(Document text begins)
I don't think it's a fix or
the answer to everything.
Each of our brains
is wired differently.
Sometimes they're just so
quick to write you a script.
And that's why I kind
of stopped going
to psychiatrists.
Vinson: People are often
surprised when they talk to me
as a psychiatrist because
I think medicine is helpful
but it's certainly
not the whole answer.
It's not just about having
the symptoms go away,
it's about is this person
engaging in
meaningful relationships?
Insel: It requires work.
It requires learning.
Learning a set of skills
to help you do things
that you're currently
not doing.
It requires therapy.


Man: There's an awful lot
of hate in the boy.
Hate that's spreading
over into his feelings
about everyone.
Woman: Well, he's
up against a lot at home.
That's just what I want
to hear more about.
Alexis: So, when I went
to therapy,
I expected, you know,
like, you know, like
the bed that they lay on,
the bed chair, you know,
you're just laying up there
and they ask you,
you know, "How does that feel?"
I didn't know how to talk.
So, she leaves
and she comes back
with beads and, like,
string and stuff,
and she's like, "OK, so,
just make a bracelet."
So, as I'm making the bracelet,
she's, like,
asking me questions.
I was actually talking,
and I didn't even notice it.
She figured that out for me.
After my parents
got divorced in third grade,
we started going
to a counselor.
And that really helped me
get all, like,
the stuff off my chest
I'd been wanting to say.
I think I don't
actually give my therapist
enough credit to how much
she actually helps me.
Insel: We have therapies.
We have rehabilitative help.
But the reality is it's not
that easy to find a specialist
to get help with
a mental illness,
even a serious mental illness.
There's so many things about
mental health care today
which are
fundamentally embarrassing
for us as a nation.

Maclayn: The counselors
I had before, I felt like
they didn't really understand
what was going on,
and they didn't really
show much interest,
and that kind of made me
even more upset.
Ava: They always ask the same
questions, and I feel like
it's just not helping me.
Just wasting my time.
It seems like she
didn't really acknowledge
anything that I said, so,
it was a bit invalidating.
Gabe: Horrifying.
It was horrifying.
(Document text ends)
(Dataset entries begins)
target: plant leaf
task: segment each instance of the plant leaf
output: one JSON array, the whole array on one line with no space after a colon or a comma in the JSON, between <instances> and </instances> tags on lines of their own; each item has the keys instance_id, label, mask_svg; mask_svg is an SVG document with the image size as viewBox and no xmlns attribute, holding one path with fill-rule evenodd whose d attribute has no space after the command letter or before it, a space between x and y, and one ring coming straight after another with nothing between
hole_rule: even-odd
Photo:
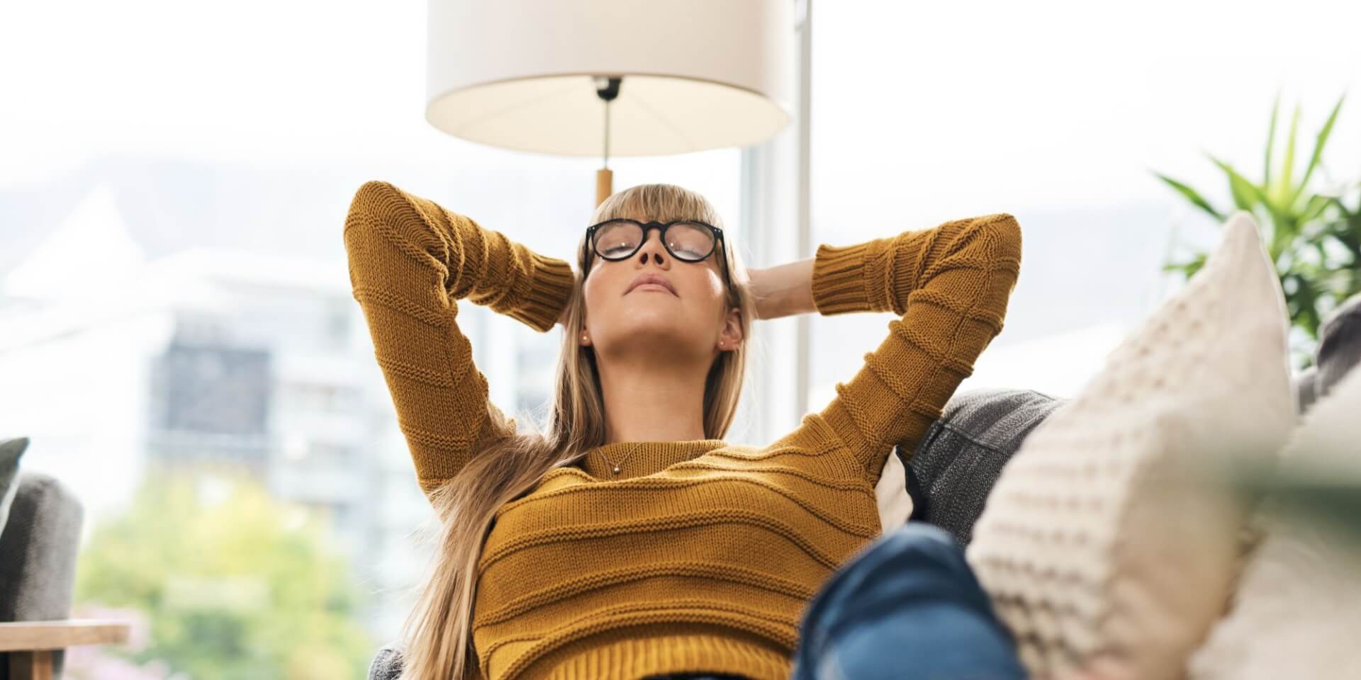
<instances>
[{"instance_id":1,"label":"plant leaf","mask_svg":"<svg viewBox=\"0 0 1361 680\"><path fill-rule=\"evenodd\" d=\"M1319 158L1323 155L1323 147L1328 143L1328 135L1332 133L1332 124L1338 121L1338 112L1342 110L1342 102L1346 101L1347 95L1343 94L1338 98L1338 103L1332 106L1332 113L1328 116L1328 122L1323 124L1323 129L1319 131L1319 137L1313 143L1313 155L1309 156L1309 165L1304 169L1304 177L1300 180L1300 185L1290 194L1290 204L1293 205L1300 192L1304 186L1309 184L1309 175L1313 174L1313 169L1319 165Z\"/></svg>"},{"instance_id":2,"label":"plant leaf","mask_svg":"<svg viewBox=\"0 0 1361 680\"><path fill-rule=\"evenodd\" d=\"M1252 212L1256 204L1264 204L1268 209L1271 208L1270 201L1262 190L1245 177L1239 174L1229 163L1219 160L1218 158L1209 156L1210 162L1219 166L1224 174L1229 177L1229 192L1233 193L1233 203L1239 209ZM1274 214L1274 211L1273 211Z\"/></svg>"},{"instance_id":3,"label":"plant leaf","mask_svg":"<svg viewBox=\"0 0 1361 680\"><path fill-rule=\"evenodd\" d=\"M1200 192L1196 192L1195 189L1192 189L1192 188L1190 188L1190 186L1187 186L1187 185L1184 185L1184 184L1181 184L1181 182L1179 182L1179 181L1176 181L1176 180L1173 180L1173 178L1170 178L1170 177L1168 177L1165 174L1161 174L1161 173L1154 173L1154 174L1158 177L1158 180L1162 180L1164 182L1166 182L1168 186L1172 186L1173 189L1176 189L1177 193L1180 193L1181 196L1184 196L1188 201L1194 203L1200 209L1209 212L1211 218L1214 218L1214 219L1217 219L1219 222L1224 222L1224 215L1221 215L1219 211L1214 209L1214 207L1210 205L1210 201L1204 200L1204 197L1200 196Z\"/></svg>"},{"instance_id":4,"label":"plant leaf","mask_svg":"<svg viewBox=\"0 0 1361 680\"><path fill-rule=\"evenodd\" d=\"M1277 178L1275 190L1271 192L1271 197L1275 199L1277 204L1282 208L1289 205L1290 192L1293 190L1292 184L1294 182L1294 140L1298 137L1300 132L1300 105L1294 106L1294 114L1290 116L1290 137L1285 140L1285 160L1281 162L1281 177Z\"/></svg>"}]
</instances>

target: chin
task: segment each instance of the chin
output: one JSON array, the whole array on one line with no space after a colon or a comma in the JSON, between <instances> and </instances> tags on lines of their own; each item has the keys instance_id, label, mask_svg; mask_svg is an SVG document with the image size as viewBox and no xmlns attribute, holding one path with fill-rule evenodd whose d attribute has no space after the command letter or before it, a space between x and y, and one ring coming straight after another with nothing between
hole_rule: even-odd
<instances>
[{"instance_id":1,"label":"chin","mask_svg":"<svg viewBox=\"0 0 1361 680\"><path fill-rule=\"evenodd\" d=\"M694 337L695 324L687 322L685 317L667 310L619 310L611 324L610 333L618 341L645 348L648 352L680 351L694 352L702 348L705 341Z\"/></svg>"}]
</instances>

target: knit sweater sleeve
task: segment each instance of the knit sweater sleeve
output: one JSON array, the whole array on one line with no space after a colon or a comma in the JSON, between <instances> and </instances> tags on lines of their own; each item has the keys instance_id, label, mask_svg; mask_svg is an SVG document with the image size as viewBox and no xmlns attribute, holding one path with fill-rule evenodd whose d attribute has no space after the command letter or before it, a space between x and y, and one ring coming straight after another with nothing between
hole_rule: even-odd
<instances>
[{"instance_id":1,"label":"knit sweater sleeve","mask_svg":"<svg viewBox=\"0 0 1361 680\"><path fill-rule=\"evenodd\" d=\"M813 296L825 316L893 311L889 336L817 416L871 479L894 445L916 447L1002 330L1021 267L1011 215L947 222L860 245L818 248Z\"/></svg>"},{"instance_id":2,"label":"knit sweater sleeve","mask_svg":"<svg viewBox=\"0 0 1361 680\"><path fill-rule=\"evenodd\" d=\"M355 193L344 248L397 424L430 494L490 441L513 434L487 400L455 301L548 330L572 292L572 268L387 182Z\"/></svg>"}]
</instances>

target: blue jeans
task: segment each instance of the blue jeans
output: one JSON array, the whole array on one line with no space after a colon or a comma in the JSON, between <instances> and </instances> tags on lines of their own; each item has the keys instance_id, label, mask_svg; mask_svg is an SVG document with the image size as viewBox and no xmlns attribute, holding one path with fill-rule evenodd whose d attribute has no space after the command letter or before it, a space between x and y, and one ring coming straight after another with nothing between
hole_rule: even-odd
<instances>
[{"instance_id":1,"label":"blue jeans","mask_svg":"<svg viewBox=\"0 0 1361 680\"><path fill-rule=\"evenodd\" d=\"M791 680L1026 676L960 544L925 522L881 536L842 564L804 609L799 638Z\"/></svg>"},{"instance_id":2,"label":"blue jeans","mask_svg":"<svg viewBox=\"0 0 1361 680\"><path fill-rule=\"evenodd\" d=\"M924 522L842 564L808 604L799 635L792 680L1025 677L964 551Z\"/></svg>"}]
</instances>

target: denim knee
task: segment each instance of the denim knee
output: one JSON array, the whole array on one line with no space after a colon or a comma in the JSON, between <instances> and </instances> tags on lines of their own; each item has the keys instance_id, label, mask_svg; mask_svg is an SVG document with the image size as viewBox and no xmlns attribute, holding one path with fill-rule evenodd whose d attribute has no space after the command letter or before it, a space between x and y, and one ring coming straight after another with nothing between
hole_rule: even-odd
<instances>
[{"instance_id":1,"label":"denim knee","mask_svg":"<svg viewBox=\"0 0 1361 680\"><path fill-rule=\"evenodd\" d=\"M795 676L814 677L810 673L832 657L830 647L847 631L853 630L863 641L866 626L901 626L904 617L925 623L939 616L942 607L958 612L953 617L976 622L969 627L974 635L991 631L984 636L992 638L994 645L1010 646L1010 636L996 623L991 602L954 537L934 525L908 522L842 564L808 604ZM886 623L890 619L893 623Z\"/></svg>"}]
</instances>

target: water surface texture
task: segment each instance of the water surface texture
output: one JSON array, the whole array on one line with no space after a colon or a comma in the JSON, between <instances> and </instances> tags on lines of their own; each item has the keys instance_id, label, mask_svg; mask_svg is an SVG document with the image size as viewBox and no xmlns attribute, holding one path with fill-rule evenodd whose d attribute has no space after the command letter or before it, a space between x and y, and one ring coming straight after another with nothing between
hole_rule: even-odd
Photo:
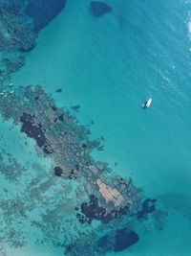
<instances>
[{"instance_id":1,"label":"water surface texture","mask_svg":"<svg viewBox=\"0 0 191 256\"><path fill-rule=\"evenodd\" d=\"M0 255L189 256L191 1L33 2L0 48Z\"/></svg>"}]
</instances>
(Dataset entries ends)
== What is expected ==
Copy the passage of the mental health care transcript from "Vinson: People are" up to and including "It requires learning.", word for word.

== Solution for this task ==
Vinson: People are often
surprised when they talk to me
as a psychiatrist because
I think medicine is helpful
but it's certainly
not the whole answer.
It's not just about having
the symptoms go away,
it's about is this person
engaging in
meaningful relationships?
Insel: It requires work.
It requires learning.